PROVIDED INFORMATION >>
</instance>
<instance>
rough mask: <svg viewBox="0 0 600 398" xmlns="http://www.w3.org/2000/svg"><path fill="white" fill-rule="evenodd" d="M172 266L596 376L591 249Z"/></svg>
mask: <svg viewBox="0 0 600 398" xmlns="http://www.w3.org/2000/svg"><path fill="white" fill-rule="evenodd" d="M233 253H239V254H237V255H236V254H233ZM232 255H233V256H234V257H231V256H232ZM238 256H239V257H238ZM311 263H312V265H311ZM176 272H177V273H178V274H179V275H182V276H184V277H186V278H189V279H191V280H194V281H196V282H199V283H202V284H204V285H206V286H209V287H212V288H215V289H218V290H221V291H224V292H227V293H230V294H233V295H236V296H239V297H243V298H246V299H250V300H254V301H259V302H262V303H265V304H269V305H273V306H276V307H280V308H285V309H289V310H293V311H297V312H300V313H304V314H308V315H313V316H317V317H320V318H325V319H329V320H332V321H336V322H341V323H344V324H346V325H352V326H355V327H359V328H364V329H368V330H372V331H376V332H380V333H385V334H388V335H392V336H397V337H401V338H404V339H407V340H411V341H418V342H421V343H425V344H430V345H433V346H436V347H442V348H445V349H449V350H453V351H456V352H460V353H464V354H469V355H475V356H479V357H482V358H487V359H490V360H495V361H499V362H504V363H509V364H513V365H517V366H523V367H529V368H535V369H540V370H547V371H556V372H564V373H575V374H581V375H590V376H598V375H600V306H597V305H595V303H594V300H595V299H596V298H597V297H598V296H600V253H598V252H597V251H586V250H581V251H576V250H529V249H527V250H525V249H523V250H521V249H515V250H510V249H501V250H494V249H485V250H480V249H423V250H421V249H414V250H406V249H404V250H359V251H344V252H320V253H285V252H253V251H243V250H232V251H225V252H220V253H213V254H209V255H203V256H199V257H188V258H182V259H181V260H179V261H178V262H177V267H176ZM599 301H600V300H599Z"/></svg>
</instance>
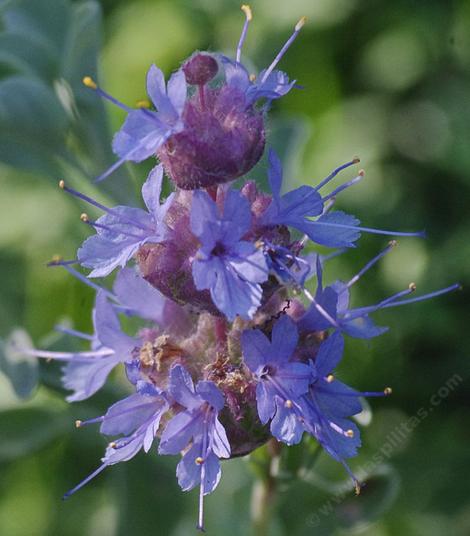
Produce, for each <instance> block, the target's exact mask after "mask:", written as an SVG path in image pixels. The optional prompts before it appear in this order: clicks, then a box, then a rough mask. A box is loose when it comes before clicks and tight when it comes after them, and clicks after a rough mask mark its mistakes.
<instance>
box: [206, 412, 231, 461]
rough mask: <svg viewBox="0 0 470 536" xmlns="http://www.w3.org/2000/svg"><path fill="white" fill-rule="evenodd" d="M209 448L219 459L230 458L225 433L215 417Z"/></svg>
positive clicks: (211, 430)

DIRECTIONS FOR THIS TASK >>
Quote every record above exactly, leaving out the pictures.

EXERCISE OUTPUT >>
</instance>
<instance>
rough mask: <svg viewBox="0 0 600 398" xmlns="http://www.w3.org/2000/svg"><path fill="white" fill-rule="evenodd" d="M172 266L596 376L591 249Z"/></svg>
mask: <svg viewBox="0 0 600 398" xmlns="http://www.w3.org/2000/svg"><path fill="white" fill-rule="evenodd" d="M233 253H239V254H237V255H236V254H233ZM232 255H233V256H234V257H231V256H232ZM238 256H239V257H238ZM311 263H312V265H311ZM176 272H177V273H178V274H179V275H182V276H184V277H186V278H189V279H191V280H194V281H196V282H199V283H202V284H204V285H206V286H209V287H212V288H215V289H218V290H221V291H224V292H227V293H230V294H233V295H236V296H239V297H243V298H246V299H250V300H254V301H259V302H262V303H265V304H269V305H273V306H276V307H280V308H285V309H289V310H293V311H297V312H300V313H304V314H308V315H313V316H317V317H320V318H325V319H329V320H332V321H336V322H341V323H344V324H346V325H352V326H355V327H359V328H364V329H368V330H372V331H376V332H380V333H385V334H388V335H392V336H397V337H401V338H404V339H407V340H411V341H418V342H421V343H425V344H430V345H433V346H436V347H442V348H445V349H449V350H453V351H456V352H460V353H464V354H469V355H475V356H479V357H482V358H487V359H490V360H495V361H499V362H504V363H509V364H513V365H517V366H523V367H529V368H535V369H540V370H547V371H556V372H564V373H575V374H581V375H590V376H598V375H600V306H597V305H595V303H594V300H595V299H596V298H597V297H598V296H600V253H598V252H597V251H586V250H581V251H576V250H529V249H527V250H525V249H523V250H521V249H515V250H510V249H501V250H494V249H485V250H480V249H423V250H421V249H414V250H406V249H404V250H359V251H344V252H320V253H285V252H253V251H243V250H232V251H225V252H220V253H213V254H209V255H203V256H199V257H188V258H182V259H181V260H179V261H178V262H177V267H176ZM599 301H600V300H599Z"/></svg>
</instance>
Produce, for each <instance> block, the target's exact mask after "mask:", written as an SVG path in image pixels. The optional prompts before it appear in this order: clicks, then a box, then a rough mask. A box is loose when it comes before clicks and tight when it comes after them, and clicks after a rough mask mark its mistakes.
<instance>
box: [206, 412, 231, 461]
rough mask: <svg viewBox="0 0 470 536" xmlns="http://www.w3.org/2000/svg"><path fill="white" fill-rule="evenodd" d="M209 448L219 459L230 458L225 433L215 417Z"/></svg>
positive clicks: (211, 430)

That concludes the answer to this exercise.